[Contour annotation records]
---*---

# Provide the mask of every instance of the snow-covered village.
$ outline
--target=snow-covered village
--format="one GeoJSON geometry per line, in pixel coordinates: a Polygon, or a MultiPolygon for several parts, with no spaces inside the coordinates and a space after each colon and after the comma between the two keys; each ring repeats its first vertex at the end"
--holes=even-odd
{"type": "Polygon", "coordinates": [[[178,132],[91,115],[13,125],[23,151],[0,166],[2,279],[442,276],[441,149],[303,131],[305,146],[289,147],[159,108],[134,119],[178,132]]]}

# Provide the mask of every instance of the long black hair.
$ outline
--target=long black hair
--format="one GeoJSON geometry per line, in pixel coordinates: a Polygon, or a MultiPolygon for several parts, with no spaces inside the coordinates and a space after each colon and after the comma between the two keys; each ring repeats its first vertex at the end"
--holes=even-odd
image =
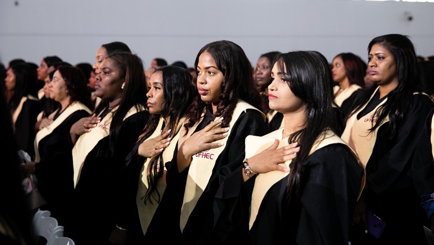
{"type": "MultiPolygon", "coordinates": [[[[192,86],[192,75],[186,69],[174,66],[163,66],[157,69],[154,73],[161,72],[163,77],[163,94],[164,103],[162,105],[161,114],[152,114],[144,128],[145,135],[139,140],[143,141],[157,129],[156,126],[160,117],[170,120],[167,127],[172,129],[169,135],[171,138],[178,133],[181,127],[178,126],[180,120],[187,112],[193,98],[192,86]]],[[[175,142],[172,143],[174,144],[175,142]]],[[[149,188],[144,198],[146,204],[148,201],[152,203],[152,199],[159,202],[160,193],[156,189],[158,179],[163,175],[164,163],[163,161],[164,150],[152,157],[150,160],[148,172],[149,188]],[[156,197],[153,195],[154,192],[156,197]]]]}
{"type": "MultiPolygon", "coordinates": [[[[110,147],[113,152],[124,118],[133,106],[138,112],[142,111],[143,108],[146,107],[147,98],[143,63],[139,56],[123,52],[113,53],[106,59],[113,61],[114,66],[119,69],[120,77],[125,81],[119,108],[113,112],[113,119],[110,125],[110,147]]],[[[98,115],[108,107],[108,103],[101,101],[95,109],[95,113],[98,115]]]]}
{"type": "MultiPolygon", "coordinates": [[[[217,68],[223,74],[222,93],[217,105],[217,111],[210,119],[221,116],[224,119],[222,127],[229,126],[239,99],[263,111],[260,95],[253,83],[251,64],[242,48],[238,44],[226,40],[208,43],[197,53],[194,61],[195,68],[197,67],[200,55],[205,52],[212,56],[217,68]]],[[[196,81],[197,76],[195,76],[193,83],[196,90],[196,81]]],[[[199,121],[206,106],[199,94],[195,93],[185,124],[187,129],[199,121]]]]}
{"type": "MultiPolygon", "coordinates": [[[[412,97],[415,92],[421,90],[419,67],[414,47],[406,36],[401,34],[388,34],[377,37],[369,43],[368,53],[375,44],[378,44],[391,53],[396,67],[398,86],[389,92],[386,102],[376,111],[377,123],[374,124],[370,130],[375,130],[387,116],[389,117],[390,128],[389,138],[393,138],[399,131],[403,123],[405,115],[412,104],[412,97]]],[[[368,68],[369,63],[368,63],[368,68]]],[[[373,86],[367,90],[356,102],[359,105],[353,111],[350,117],[359,111],[368,102],[372,93],[377,88],[373,86]]]]}
{"type": "Polygon", "coordinates": [[[36,82],[38,76],[36,71],[25,63],[19,63],[10,67],[15,78],[14,94],[9,102],[10,111],[16,110],[23,97],[29,95],[38,98],[36,82]]]}
{"type": "Polygon", "coordinates": [[[304,127],[291,134],[289,139],[289,143],[296,142],[300,146],[289,166],[291,171],[285,192],[289,205],[293,199],[300,198],[303,164],[315,141],[326,129],[336,133],[338,129],[332,107],[330,69],[324,56],[317,51],[297,51],[280,54],[276,60],[291,91],[306,106],[304,127]]]}

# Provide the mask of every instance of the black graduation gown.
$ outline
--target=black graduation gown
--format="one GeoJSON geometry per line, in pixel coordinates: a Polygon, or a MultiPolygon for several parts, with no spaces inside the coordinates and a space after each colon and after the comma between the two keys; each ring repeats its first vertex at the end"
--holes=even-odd
{"type": "Polygon", "coordinates": [[[33,99],[27,99],[23,103],[23,107],[15,123],[15,137],[18,150],[23,150],[29,154],[32,160],[35,158],[33,141],[36,133],[35,124],[38,115],[41,112],[41,103],[33,99]]]}
{"type": "Polygon", "coordinates": [[[287,207],[287,177],[267,192],[249,232],[252,244],[348,244],[363,168],[342,144],[317,150],[303,167],[299,202],[287,207]]]}
{"type": "MultiPolygon", "coordinates": [[[[378,129],[366,164],[367,188],[361,199],[366,202],[368,210],[386,222],[386,228],[379,239],[368,234],[368,238],[364,238],[367,241],[363,240],[360,244],[426,243],[423,225],[427,222],[427,217],[413,184],[412,163],[425,120],[433,104],[426,95],[415,94],[412,99],[396,137],[389,138],[389,122],[378,129]]],[[[363,237],[357,239],[364,239],[363,237]]],[[[359,244],[358,242],[352,241],[352,244],[359,244]]]]}
{"type": "Polygon", "coordinates": [[[67,216],[74,190],[72,165],[65,161],[72,156],[69,130],[77,121],[89,115],[85,110],[74,112],[39,141],[41,160],[35,165],[35,174],[39,190],[48,203],[41,209],[50,210],[51,216],[65,227],[68,226],[67,216]]]}
{"type": "MultiPolygon", "coordinates": [[[[207,125],[211,113],[208,110],[195,132],[207,125]]],[[[214,196],[220,188],[219,169],[223,166],[236,169],[241,165],[244,157],[245,137],[249,135],[262,136],[267,133],[267,125],[262,115],[257,111],[248,110],[241,114],[235,123],[230,126],[232,133],[229,135],[225,148],[216,160],[212,174],[203,193],[199,199],[189,218],[181,236],[180,219],[189,167],[178,172],[176,165],[178,147],[168,167],[167,186],[164,196],[157,209],[145,236],[147,241],[158,239],[163,243],[176,244],[220,244],[227,234],[214,232],[213,203],[214,196]],[[168,235],[170,234],[170,235],[168,235]],[[161,240],[161,239],[163,239],[161,240]]],[[[228,231],[233,227],[227,227],[228,231]]]]}
{"type": "MultiPolygon", "coordinates": [[[[88,154],[74,191],[74,225],[71,237],[77,244],[106,244],[118,219],[120,172],[149,118],[138,112],[122,122],[115,143],[109,149],[109,136],[101,139],[88,154]]],[[[65,229],[65,234],[66,234],[65,229]]]]}

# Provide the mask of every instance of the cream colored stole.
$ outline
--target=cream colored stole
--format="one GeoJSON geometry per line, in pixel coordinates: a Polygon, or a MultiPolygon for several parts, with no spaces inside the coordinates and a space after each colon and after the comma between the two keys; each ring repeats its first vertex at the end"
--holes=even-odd
{"type": "Polygon", "coordinates": [[[434,130],[434,120],[433,120],[433,118],[434,118],[434,116],[433,117],[431,118],[431,151],[433,153],[433,158],[434,159],[434,133],[433,133],[433,130],[434,130]]]}
{"type": "MultiPolygon", "coordinates": [[[[245,112],[247,109],[253,109],[260,112],[257,109],[246,102],[239,100],[232,114],[232,119],[229,122],[229,125],[231,126],[233,126],[241,113],[245,112]]],[[[265,120],[265,116],[262,112],[261,113],[265,120]]],[[[217,120],[218,118],[216,118],[215,120],[217,120]]],[[[220,126],[218,127],[220,127],[220,126]]],[[[214,142],[223,143],[223,146],[217,148],[206,150],[193,156],[189,169],[184,201],[181,210],[180,225],[182,231],[184,230],[190,214],[208,184],[212,173],[212,169],[215,164],[215,161],[226,146],[226,143],[231,134],[232,129],[232,127],[230,127],[229,131],[228,131],[228,136],[214,142]]],[[[192,129],[189,131],[191,130],[192,129]]]]}
{"type": "MultiPolygon", "coordinates": [[[[377,90],[378,90],[378,88],[377,88],[372,94],[369,101],[372,99],[377,90]]],[[[379,126],[374,131],[369,131],[369,129],[371,128],[377,122],[377,117],[376,116],[374,118],[374,114],[377,109],[386,103],[387,99],[387,98],[385,99],[371,112],[357,120],[357,114],[365,109],[368,104],[367,103],[362,108],[356,112],[348,119],[345,129],[340,137],[344,141],[349,145],[357,153],[357,155],[360,158],[360,161],[365,166],[366,166],[366,164],[368,163],[369,158],[371,158],[371,154],[372,154],[374,146],[377,140],[377,134],[379,128],[380,128],[380,126],[379,126]]],[[[380,126],[387,122],[389,122],[388,116],[386,116],[383,121],[380,123],[380,126]]]]}
{"type": "MultiPolygon", "coordinates": [[[[99,140],[108,135],[110,133],[110,124],[113,119],[113,114],[118,110],[119,106],[117,106],[104,117],[101,121],[92,128],[90,132],[82,134],[77,140],[77,142],[72,148],[72,161],[74,167],[74,187],[75,187],[80,179],[80,174],[83,163],[86,156],[94,149],[99,140]]],[[[142,110],[145,110],[142,107],[142,110]]],[[[101,112],[101,113],[103,112],[101,112]]],[[[127,113],[124,118],[125,119],[137,113],[135,106],[133,106],[127,113]]]]}
{"type": "Polygon", "coordinates": [[[21,100],[20,101],[20,103],[18,104],[18,106],[12,114],[12,125],[13,127],[14,131],[15,131],[15,123],[16,122],[17,119],[18,118],[18,116],[20,115],[20,113],[21,113],[21,111],[23,110],[23,105],[24,104],[24,102],[27,101],[27,99],[31,99],[38,101],[38,99],[37,98],[30,95],[27,95],[27,96],[23,96],[23,97],[21,98],[21,100]]]}
{"type": "MultiPolygon", "coordinates": [[[[157,129],[154,131],[154,133],[148,138],[148,139],[155,138],[160,133],[160,130],[163,129],[162,125],[163,121],[162,118],[160,118],[160,121],[158,122],[158,125],[156,128],[157,129]]],[[[172,157],[173,157],[173,152],[175,151],[175,148],[176,147],[176,143],[178,142],[178,140],[179,138],[180,132],[181,131],[179,129],[181,127],[183,127],[185,121],[185,118],[183,118],[180,120],[179,122],[178,123],[178,127],[176,129],[176,130],[178,132],[178,133],[172,136],[172,139],[170,140],[170,144],[163,152],[162,158],[163,163],[166,163],[166,162],[170,161],[172,159],[172,157]]],[[[147,231],[149,225],[150,223],[152,217],[154,216],[154,214],[157,210],[157,208],[158,207],[158,204],[159,204],[159,203],[157,203],[155,201],[158,198],[158,196],[155,193],[152,193],[151,195],[152,197],[155,196],[155,199],[152,200],[152,203],[150,203],[150,202],[147,202],[146,205],[145,205],[145,200],[143,199],[145,194],[146,193],[146,192],[147,191],[147,189],[149,188],[148,179],[149,178],[149,176],[148,175],[148,169],[149,168],[149,164],[150,159],[151,158],[146,159],[143,166],[142,167],[142,173],[141,174],[140,180],[139,181],[139,186],[137,189],[137,195],[136,198],[137,208],[139,209],[139,218],[140,220],[140,224],[142,226],[142,230],[143,231],[143,235],[146,234],[146,232],[147,231]]],[[[164,171],[166,171],[165,166],[164,166],[164,171]]],[[[166,185],[165,181],[163,179],[162,177],[160,178],[157,183],[157,190],[158,191],[158,193],[160,194],[160,200],[161,198],[162,197],[163,194],[164,193],[164,191],[166,190],[166,185]]],[[[151,197],[150,198],[152,199],[152,197],[151,197]]]]}
{"type": "MultiPolygon", "coordinates": [[[[274,143],[275,139],[279,140],[279,144],[278,148],[288,145],[288,137],[282,139],[283,133],[283,128],[280,128],[263,137],[253,135],[247,136],[245,139],[246,158],[248,158],[252,157],[270,147],[274,143]]],[[[336,143],[345,145],[351,151],[357,161],[359,162],[359,165],[363,167],[363,165],[360,163],[355,152],[331,130],[326,131],[325,134],[322,134],[317,139],[309,155],[311,155],[316,150],[325,146],[336,143]]],[[[283,167],[289,168],[291,162],[291,161],[289,160],[284,163],[279,163],[279,165],[283,167]]],[[[250,213],[249,221],[249,229],[251,229],[255,222],[259,207],[261,206],[261,204],[268,190],[275,184],[283,178],[287,176],[289,173],[289,172],[281,171],[271,171],[265,173],[259,174],[256,176],[253,193],[252,193],[252,200],[250,206],[250,213]]],[[[363,189],[364,184],[365,178],[364,177],[362,180],[362,186],[359,192],[359,197],[360,197],[361,194],[361,191],[363,189]]]]}
{"type": "MultiPolygon", "coordinates": [[[[274,118],[274,116],[276,116],[276,114],[277,114],[277,111],[272,110],[271,112],[269,112],[267,114],[267,118],[268,119],[268,122],[271,122],[271,120],[274,118]]],[[[284,127],[285,125],[285,118],[283,118],[282,119],[282,122],[280,122],[280,126],[279,126],[279,128],[282,128],[284,127]]]]}
{"type": "MultiPolygon", "coordinates": [[[[50,123],[49,125],[38,131],[33,143],[35,147],[35,162],[38,163],[41,160],[39,155],[39,147],[38,146],[39,145],[39,142],[41,140],[51,133],[53,130],[54,130],[59,125],[62,124],[62,122],[63,122],[65,119],[68,118],[68,117],[69,117],[71,114],[81,110],[84,110],[89,114],[91,114],[92,112],[89,108],[81,102],[79,101],[75,101],[68,106],[68,107],[65,109],[65,110],[63,111],[63,112],[59,115],[59,117],[56,118],[55,120],[53,121],[52,122],[50,123]]],[[[51,113],[49,117],[51,117],[51,118],[53,118],[57,111],[58,110],[55,111],[51,113]]]]}
{"type": "MultiPolygon", "coordinates": [[[[345,101],[345,100],[349,98],[353,93],[361,88],[362,88],[362,87],[356,84],[352,84],[350,85],[349,87],[343,89],[340,93],[335,97],[335,103],[338,105],[338,106],[340,107],[340,106],[342,106],[342,103],[345,101]]],[[[336,93],[339,91],[339,86],[335,86],[333,88],[333,94],[336,94],[336,93]]]]}

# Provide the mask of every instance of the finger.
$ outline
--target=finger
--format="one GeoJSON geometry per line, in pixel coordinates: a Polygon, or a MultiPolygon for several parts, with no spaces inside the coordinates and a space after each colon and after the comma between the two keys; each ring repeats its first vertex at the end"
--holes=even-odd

---*---

# [GIVEN TASK]
Repeat the lines above from the line with "# Provide the mask of every instance of the black" up to and including the line with "--target=black graduation gown", and nothing else.

# [TASK RESULT]
# Provide the mask of every instance of the black graduation gown.
$ outline
--target=black graduation gown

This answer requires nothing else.